-- Begin --
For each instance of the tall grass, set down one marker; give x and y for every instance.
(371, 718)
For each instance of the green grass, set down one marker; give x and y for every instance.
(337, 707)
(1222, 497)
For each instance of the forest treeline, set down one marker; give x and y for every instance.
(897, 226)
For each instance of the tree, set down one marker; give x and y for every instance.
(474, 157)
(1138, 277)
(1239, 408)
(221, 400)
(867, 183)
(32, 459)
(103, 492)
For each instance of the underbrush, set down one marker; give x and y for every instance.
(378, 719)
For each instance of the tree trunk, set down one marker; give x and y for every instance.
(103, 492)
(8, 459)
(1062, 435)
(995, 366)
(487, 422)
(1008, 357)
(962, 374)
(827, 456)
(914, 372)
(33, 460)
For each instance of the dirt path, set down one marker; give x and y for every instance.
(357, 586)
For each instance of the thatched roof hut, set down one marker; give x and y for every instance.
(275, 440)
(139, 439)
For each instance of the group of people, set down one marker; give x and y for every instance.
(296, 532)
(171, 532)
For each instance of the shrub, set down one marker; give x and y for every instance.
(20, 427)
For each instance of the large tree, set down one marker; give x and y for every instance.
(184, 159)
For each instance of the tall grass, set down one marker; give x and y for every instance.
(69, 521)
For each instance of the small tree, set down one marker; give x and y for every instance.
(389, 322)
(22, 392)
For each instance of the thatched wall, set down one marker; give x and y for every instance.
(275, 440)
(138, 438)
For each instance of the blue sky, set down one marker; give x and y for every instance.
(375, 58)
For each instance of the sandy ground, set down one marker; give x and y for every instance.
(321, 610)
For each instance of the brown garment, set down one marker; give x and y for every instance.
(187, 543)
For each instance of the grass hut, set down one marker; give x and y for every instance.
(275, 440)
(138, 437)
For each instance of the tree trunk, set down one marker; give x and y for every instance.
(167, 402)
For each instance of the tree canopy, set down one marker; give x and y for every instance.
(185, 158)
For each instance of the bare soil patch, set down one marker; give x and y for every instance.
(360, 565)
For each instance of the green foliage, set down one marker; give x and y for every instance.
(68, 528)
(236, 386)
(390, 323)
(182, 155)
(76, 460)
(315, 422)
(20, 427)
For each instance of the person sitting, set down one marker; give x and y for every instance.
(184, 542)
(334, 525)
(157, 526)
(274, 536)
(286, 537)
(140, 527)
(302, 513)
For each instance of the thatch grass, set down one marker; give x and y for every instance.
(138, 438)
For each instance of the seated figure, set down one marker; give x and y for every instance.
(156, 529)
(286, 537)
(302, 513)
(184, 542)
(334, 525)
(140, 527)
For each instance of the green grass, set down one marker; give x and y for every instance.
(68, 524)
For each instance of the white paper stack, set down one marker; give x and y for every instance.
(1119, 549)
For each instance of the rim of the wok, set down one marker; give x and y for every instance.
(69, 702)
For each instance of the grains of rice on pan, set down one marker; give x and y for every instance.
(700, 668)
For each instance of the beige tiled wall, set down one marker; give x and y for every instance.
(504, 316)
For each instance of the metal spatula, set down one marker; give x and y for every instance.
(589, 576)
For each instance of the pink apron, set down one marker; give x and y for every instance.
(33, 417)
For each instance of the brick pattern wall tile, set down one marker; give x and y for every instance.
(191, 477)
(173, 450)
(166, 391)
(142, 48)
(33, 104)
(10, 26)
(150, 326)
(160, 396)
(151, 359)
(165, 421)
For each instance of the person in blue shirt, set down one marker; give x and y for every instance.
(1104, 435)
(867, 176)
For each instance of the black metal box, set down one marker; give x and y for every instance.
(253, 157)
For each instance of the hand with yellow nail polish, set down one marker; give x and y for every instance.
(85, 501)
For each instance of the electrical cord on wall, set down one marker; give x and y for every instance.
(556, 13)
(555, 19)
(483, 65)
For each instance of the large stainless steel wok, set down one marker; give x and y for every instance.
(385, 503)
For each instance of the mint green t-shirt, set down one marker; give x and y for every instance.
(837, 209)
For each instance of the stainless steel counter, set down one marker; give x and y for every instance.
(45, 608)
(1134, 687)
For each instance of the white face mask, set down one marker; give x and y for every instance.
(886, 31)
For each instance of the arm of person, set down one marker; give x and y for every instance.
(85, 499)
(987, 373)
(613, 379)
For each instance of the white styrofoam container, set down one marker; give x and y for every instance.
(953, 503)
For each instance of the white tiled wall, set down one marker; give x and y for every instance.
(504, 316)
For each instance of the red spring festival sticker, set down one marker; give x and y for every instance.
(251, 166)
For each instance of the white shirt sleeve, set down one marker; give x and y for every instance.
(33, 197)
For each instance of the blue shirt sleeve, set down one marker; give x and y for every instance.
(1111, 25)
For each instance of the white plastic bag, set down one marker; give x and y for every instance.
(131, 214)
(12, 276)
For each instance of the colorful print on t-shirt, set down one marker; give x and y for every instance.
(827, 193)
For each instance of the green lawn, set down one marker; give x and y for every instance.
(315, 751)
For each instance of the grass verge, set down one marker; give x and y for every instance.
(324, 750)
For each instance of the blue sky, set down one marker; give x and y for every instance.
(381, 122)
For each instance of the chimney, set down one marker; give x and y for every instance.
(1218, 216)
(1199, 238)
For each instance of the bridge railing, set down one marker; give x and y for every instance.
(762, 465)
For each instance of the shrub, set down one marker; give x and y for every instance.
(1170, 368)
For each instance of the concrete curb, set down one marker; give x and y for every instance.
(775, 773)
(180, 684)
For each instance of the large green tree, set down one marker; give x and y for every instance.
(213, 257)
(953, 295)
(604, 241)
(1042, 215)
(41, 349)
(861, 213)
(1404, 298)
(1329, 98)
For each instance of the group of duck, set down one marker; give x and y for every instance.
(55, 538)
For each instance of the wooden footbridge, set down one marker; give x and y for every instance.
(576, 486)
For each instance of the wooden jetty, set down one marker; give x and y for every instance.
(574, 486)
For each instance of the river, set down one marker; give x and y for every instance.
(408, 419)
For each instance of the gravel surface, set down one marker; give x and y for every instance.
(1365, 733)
-- End --
◆ **Goal**
Write out all of the records above verbatim, reproducing every line without any change.

◆ **Output for this task**
For each instance of the tall grass, set down one marker; give x and y for every instance.
(371, 718)
For each instance of the green grass, set down one marker; give x and y for every instance.
(337, 707)
(1222, 497)
For each instance of the forest treeline, set down one marker; give x and y for every instance.
(897, 226)
For each instance of the tree, set down one marker; give x and y for every instance.
(474, 157)
(1138, 277)
(1239, 408)
(221, 400)
(867, 183)
(32, 459)
(103, 492)
For each instance of the underbrush, set down one marker; give x and y for every instance.
(378, 719)
For each instance of the tree trunk, set down one marker; give x and y for every instance.
(103, 492)
(8, 459)
(1062, 435)
(995, 366)
(487, 422)
(1008, 357)
(962, 374)
(827, 456)
(914, 372)
(33, 460)
For each instance of the dirt path, set down one marker; give x and y for every instance.
(357, 586)
For each instance of the thatched roof hut, set down one marker; give x and y for every instance.
(275, 440)
(139, 439)
For each instance of the group of people, set down one marker; give x and y for every instance.
(296, 532)
(171, 532)
For each instance of the shrub, set down one marker; give x and y for every instance.
(20, 427)
For each instance of the large tree, set down one marker; give x and y for every instance.
(184, 159)
For each instance of the tall grass, set down one marker; give x and y for every instance.
(69, 521)
For each instance of the small tree, set down one marker; give x and y for every instance.
(389, 322)
(22, 392)
For each instance of the thatched wall, set down one marker; give x and y for every instance.
(275, 440)
(138, 438)
For each instance of the blue sky, set down one marker; give x and y for every instance.
(375, 58)
For each instance of the sandy ground, set down one marker; give x and y for every instance.
(321, 610)
For each instance of the brown garment, set down one marker; give x and y for every instance.
(187, 543)
For each instance of the grass hut, set down one marker; give x and y for every instance.
(275, 440)
(138, 437)
For each instance of the tree trunk, set down one marker; give x and y for every instance.
(167, 402)
For each instance of the tree canopy, set down one marker; give x and y for every instance.
(185, 158)
For each instance of the bare soil patch, set down one marker; give x and y for every instance.
(360, 565)
For each instance of the green foliage, set down one marker; give x and y for every instance.
(68, 528)
(236, 386)
(390, 323)
(182, 155)
(76, 460)
(315, 422)
(20, 427)
For each instance of the person sitting, set down one marker; give x and y for every instance.
(184, 542)
(334, 525)
(157, 526)
(274, 536)
(286, 537)
(140, 527)
(302, 513)
For each instance of the thatch grass, set down one marker; give x and y for every instance.
(138, 438)
For each instance of the seated figure, set down one marker; give x and y for every instance.
(156, 529)
(286, 537)
(302, 513)
(184, 542)
(334, 525)
(140, 527)
For each instance of the green grass, set down one marker; give x and y for every instance.
(68, 524)
For each instance of the white paper stack, set down one marker; give x and y for every instance.
(1119, 549)
For each instance of the rim of the wok, set down one marker; give x and y for every instance.
(69, 702)
For each instance of the grains of rice on pan, set down one marker; give x and y for every instance.
(700, 668)
For each instance of the beige tiled wall, set down one marker; give x and y for every instance.
(504, 316)
For each instance of the metal spatula, set down one marker; give x and y for every instance.
(589, 576)
For each instance of the pink apron, set down one marker; give x and y for every instance.
(33, 417)
For each instance of the brick pattern wall tile, set down one marker; give x and y for every instance.
(191, 477)
(173, 450)
(166, 391)
(142, 48)
(33, 104)
(10, 26)
(150, 326)
(160, 396)
(151, 359)
(165, 421)
For each instance of the person in blue shirt, set down one marker; give x and y for every instance.
(1104, 435)
(867, 176)
For each instance of the black metal box, set down one marker; give x and y for every instance.
(253, 157)
For each instance of the hand with yellow nail polish, set down one marker; give x and y for every instance.
(85, 501)
For each instance of the electrical cord on wall, set down one marker; give x and y for every instance.
(556, 13)
(555, 19)
(483, 65)
For each instance of the large stainless steel wok, set down one marker; give x and y for every instance.
(385, 503)
For each instance of the mint green t-shirt, set down one marker; give x and y for every instance.
(837, 209)
For each instance of the stainless steel counter, set down one marker; give x and y for every instance.
(45, 608)
(1134, 687)
For each instance of the white face mask, set down one marker; give x and y for every instance.
(886, 31)
For each instance of the arm of person, set down one marker; give x and y for every instance.
(85, 499)
(987, 373)
(613, 379)
For each instance of the white styrofoam container, set down one marker; give x and y for every instance.
(953, 503)
For each instance of the white tiled wall, set down one marker; give x and y for every instance.
(504, 316)
For each instance of the red spring festival sticker, set down one marker; give x and y for every instance.
(251, 166)
For each instance of the white shirt sleeve, set down one marker; give x and y for every instance.
(33, 197)
For each instance of the blue shirt sleeve, set down one marker; give x and y for every instance.
(1111, 25)
For each instance of the white plastic bag, set down one marker; give x and y for every instance.
(131, 214)
(12, 276)
For each instance of the colorful print on t-shirt, set down one marker; give x and y for every instance.
(827, 193)
For each instance of the green lawn, set down one marker; give x and y for every instance.
(315, 751)
For each instance of the grass verge, set down one marker; give x and y for every instance.
(324, 750)
For each instance of the blue sky, set down one marker; give x and y for every instance.
(381, 122)
For each instance of the chimney, set down one marker; give x and y for every instance.
(1218, 216)
(1199, 238)
For each instance of the bridge railing, set down one marker; give x and y for every instance.
(762, 465)
For each instance of the shrub, set down one marker; give x and y for every instance.
(1170, 368)
For each instance of the concrete curb, set down one marker; give x and y for every instance.
(775, 773)
(180, 684)
For each instance of the large green tree, set down one marker; give x and y for every instance.
(213, 257)
(953, 295)
(604, 241)
(1042, 215)
(41, 349)
(861, 213)
(1404, 298)
(1329, 98)
For each instance of the group of duck, set down one marker; give x and y for every instance.
(55, 538)
For each instance of the wooden footbridge, set down one marker; give x and y for every instance.
(576, 486)
For each instance of the wooden jetty, set down one marker; give x and y for every instance.
(574, 486)
For each instance of the river, set down one marker; give x and y for every instance.
(408, 419)
For each instance of the gravel surface, set down one marker; give x and y for every instance.
(1365, 733)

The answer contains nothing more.